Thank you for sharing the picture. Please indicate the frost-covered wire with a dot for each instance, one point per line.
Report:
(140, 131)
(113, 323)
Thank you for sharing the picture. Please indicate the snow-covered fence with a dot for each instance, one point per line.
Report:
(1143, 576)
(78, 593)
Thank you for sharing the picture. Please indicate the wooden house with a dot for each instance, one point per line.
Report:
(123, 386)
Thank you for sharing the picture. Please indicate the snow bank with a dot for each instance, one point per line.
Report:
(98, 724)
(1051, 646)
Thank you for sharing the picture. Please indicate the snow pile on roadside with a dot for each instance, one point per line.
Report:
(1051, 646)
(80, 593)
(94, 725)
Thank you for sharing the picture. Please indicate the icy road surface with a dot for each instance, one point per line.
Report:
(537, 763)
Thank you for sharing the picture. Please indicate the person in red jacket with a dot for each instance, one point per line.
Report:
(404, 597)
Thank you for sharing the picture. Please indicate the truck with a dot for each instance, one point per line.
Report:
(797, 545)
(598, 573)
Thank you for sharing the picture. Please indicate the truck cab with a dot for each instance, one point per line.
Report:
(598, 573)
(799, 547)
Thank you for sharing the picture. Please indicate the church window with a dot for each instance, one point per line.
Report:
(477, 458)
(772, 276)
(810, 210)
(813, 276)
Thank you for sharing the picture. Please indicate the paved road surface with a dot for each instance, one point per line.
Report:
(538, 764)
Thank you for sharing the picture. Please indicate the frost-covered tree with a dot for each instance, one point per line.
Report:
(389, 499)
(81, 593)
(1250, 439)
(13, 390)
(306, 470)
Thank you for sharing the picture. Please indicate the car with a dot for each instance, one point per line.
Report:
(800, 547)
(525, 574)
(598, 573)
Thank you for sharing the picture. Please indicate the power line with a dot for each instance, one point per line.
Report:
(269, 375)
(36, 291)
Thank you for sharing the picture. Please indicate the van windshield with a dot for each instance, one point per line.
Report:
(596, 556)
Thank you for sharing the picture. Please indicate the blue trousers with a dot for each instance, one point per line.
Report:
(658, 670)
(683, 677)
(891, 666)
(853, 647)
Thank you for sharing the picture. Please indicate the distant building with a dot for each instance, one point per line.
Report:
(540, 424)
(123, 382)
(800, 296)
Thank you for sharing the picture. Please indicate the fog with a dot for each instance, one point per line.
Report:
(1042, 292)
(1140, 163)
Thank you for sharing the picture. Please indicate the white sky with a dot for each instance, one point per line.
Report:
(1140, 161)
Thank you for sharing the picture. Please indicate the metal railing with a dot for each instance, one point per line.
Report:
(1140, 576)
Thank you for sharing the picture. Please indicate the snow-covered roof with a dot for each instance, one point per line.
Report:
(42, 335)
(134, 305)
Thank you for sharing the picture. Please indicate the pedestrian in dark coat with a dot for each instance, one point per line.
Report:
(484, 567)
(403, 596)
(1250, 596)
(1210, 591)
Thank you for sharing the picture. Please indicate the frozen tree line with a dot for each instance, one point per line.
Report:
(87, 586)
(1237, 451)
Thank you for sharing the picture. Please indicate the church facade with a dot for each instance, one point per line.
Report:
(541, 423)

→ **Task statement**
Repeat the line that contains "the frost-covered tree", then every line after it until the records end, with nothing added.

→ **Reply**
Thank you for sharing the picture. Please indicate the frost-covered tree with a dot for each instance, one point per line.
Report:
(389, 499)
(81, 593)
(1250, 439)
(13, 390)
(306, 470)
Thank you for sharing the picture. Please indicate the car with a dot for each instance, one point per line.
Report:
(800, 547)
(525, 574)
(598, 573)
Thank you for sharing the picture. Please indicate the power line with a dot for each instance, one point per line.
Report:
(269, 375)
(36, 291)
Thank you for sharing the picture. Please indicate the van windshield with a dot for each instance, one point per line.
Report:
(596, 556)
Thank you for sharing the picture. Please indicate the blue trousers with a dot for each instance, one point per line.
Report:
(658, 670)
(683, 677)
(891, 666)
(853, 647)
Thank you for sharing the picture. Please indicate the distant building with a dot for each instance, one point per line.
Report:
(540, 424)
(123, 382)
(800, 296)
Thank you for sharing the picture. Please indicate the fog with a dot for each instance, one point per line.
Report:
(1042, 292)
(1140, 163)
Thank you for sharing the picture. Please indicate the white sky with a dot for each instance, one point per line.
Report:
(1140, 161)
Thank you for sharing the picture. Please indicate the metal railing with a dot for each instance, one point per line.
Report:
(1140, 576)
Thank you for sharing the picture. Please indicate the snow-covered roof with a dot for each instance, one point per line.
Report:
(42, 335)
(134, 305)
Thank you for sharing the picture. Please indicate the pedestrian in dark coat with a dot for each instance, one point per line.
Report:
(484, 567)
(403, 596)
(1250, 596)
(1210, 591)
Thank you for sharing the picture. Please indicate the frozen tree line with a dot for each instance, one point per line.
Report:
(87, 586)
(1237, 451)
Thank you for sharing the picture. Please indicate the church facade with a dot for each instance, one point per line.
Report:
(541, 423)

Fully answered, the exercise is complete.